Wie viele Fans warteten laut dem folgenden Interviewauszug nach dem verlorenen Derby in Köln am Borussia Park auf die Mannschaft?

— AUSGEWÄHLTER AUSZUG —
──────

Haben Sie nach verlorenen Derbys auch mal den Ärger der eigenen Fans zu spüren bekommen?
Nordtveit: Das ist sicher vorgekommen, aber ich erinnere mich an eine ganz andere Situation. Wir hatten mit Lucien Favre mehrere Spiele hintereinander verloren. Dann kam das Derby in Köln, das wir dann auch noch verloren haben. Als wir nach dem Spiel zurück am Borussia Park angekommen sind, haben dort rund 5000 Fans auf uns gewartet. Niemand wollte aus dem Bus aussteigen, bis der Trainer nach ein paar Minuten gesagt hat: ,Jungs, wir müssen jetzt raus.‘ Wir waren auf das Schlimmste vorbereitet, dabei waren alle nur gekommen, um zu signalisieren, dass sie geschlossen hinter uns stehen. Ich hatte Gänsehaut, als sie dann auch noch für uns gesungen haben. Das war echt heftig. So etwas vergisst man nicht. Und was ist danach passiert: Wir haben das nächste Spiel gewonnen.
Genießen Sie als Derby-Torschütze immer noch einen besonderen Stellenwert in Gladbach?

──────

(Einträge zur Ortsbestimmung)

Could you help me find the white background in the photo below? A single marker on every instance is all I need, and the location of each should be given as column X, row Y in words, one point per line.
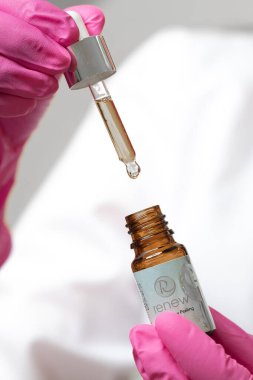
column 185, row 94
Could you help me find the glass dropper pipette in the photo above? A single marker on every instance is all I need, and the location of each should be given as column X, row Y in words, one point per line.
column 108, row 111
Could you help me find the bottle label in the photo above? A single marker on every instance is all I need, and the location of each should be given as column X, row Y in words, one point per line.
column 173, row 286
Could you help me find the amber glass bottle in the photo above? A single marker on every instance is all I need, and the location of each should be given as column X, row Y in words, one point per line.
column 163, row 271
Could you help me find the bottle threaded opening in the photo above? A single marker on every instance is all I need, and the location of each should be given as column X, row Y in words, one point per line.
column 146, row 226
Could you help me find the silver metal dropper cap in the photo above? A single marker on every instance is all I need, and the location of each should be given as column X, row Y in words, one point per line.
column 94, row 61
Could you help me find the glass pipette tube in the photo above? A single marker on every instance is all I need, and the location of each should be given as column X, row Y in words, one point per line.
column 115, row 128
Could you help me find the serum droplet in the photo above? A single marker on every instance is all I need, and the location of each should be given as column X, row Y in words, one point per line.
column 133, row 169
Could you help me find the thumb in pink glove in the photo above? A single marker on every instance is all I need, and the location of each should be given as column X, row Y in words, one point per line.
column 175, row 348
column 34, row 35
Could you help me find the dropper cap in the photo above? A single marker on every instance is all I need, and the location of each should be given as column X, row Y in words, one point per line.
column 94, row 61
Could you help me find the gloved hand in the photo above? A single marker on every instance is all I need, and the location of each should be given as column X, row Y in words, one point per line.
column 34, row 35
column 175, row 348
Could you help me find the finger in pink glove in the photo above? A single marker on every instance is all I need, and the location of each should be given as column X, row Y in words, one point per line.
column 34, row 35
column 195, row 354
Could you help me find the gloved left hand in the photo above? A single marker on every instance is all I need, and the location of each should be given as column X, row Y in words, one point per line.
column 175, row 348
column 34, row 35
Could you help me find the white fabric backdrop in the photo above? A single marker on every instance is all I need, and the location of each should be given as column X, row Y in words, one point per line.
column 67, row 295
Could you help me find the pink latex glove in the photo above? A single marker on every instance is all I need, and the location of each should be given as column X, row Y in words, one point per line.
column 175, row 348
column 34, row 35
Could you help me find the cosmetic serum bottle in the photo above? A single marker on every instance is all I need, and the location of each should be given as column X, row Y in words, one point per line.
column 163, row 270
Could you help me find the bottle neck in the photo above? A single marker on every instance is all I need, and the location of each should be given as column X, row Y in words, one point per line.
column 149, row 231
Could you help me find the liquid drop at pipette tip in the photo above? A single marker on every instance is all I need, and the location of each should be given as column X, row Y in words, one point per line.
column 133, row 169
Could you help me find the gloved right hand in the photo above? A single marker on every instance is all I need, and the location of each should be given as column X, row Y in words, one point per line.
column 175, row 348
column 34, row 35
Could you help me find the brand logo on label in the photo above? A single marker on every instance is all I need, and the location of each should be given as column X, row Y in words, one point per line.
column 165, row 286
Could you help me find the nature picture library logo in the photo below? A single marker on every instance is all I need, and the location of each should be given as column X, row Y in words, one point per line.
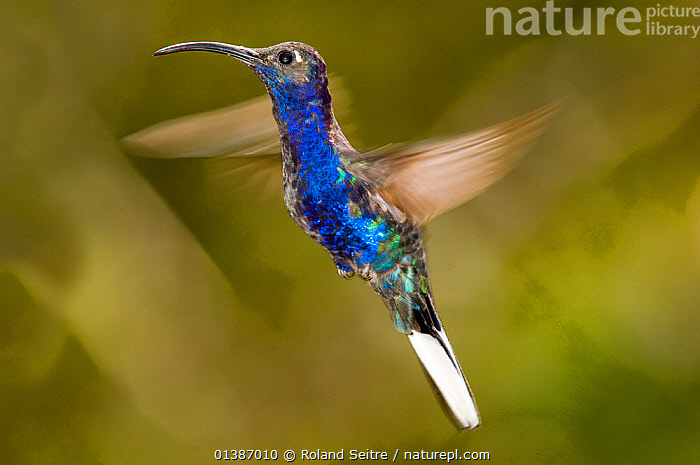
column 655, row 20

──────

— AUSGABE —
Rund 5000 Fans.